Entries from a dataset
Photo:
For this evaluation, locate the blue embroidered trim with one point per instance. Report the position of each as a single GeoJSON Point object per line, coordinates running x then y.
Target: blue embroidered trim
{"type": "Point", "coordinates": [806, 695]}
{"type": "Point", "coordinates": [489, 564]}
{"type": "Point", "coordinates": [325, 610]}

Task brief. Put every line of the records above into a numbered list, omitting blank lines.

Exercise answer.
1. Photo:
2. For this evaluation, locate the blue embroidered trim with one point per instance. Report the position of each as a single GeoJSON Point object per line, coordinates running x then y.
3. Target: blue embroidered trim
4. {"type": "Point", "coordinates": [806, 695]}
5. {"type": "Point", "coordinates": [489, 564]}
6. {"type": "Point", "coordinates": [325, 610]}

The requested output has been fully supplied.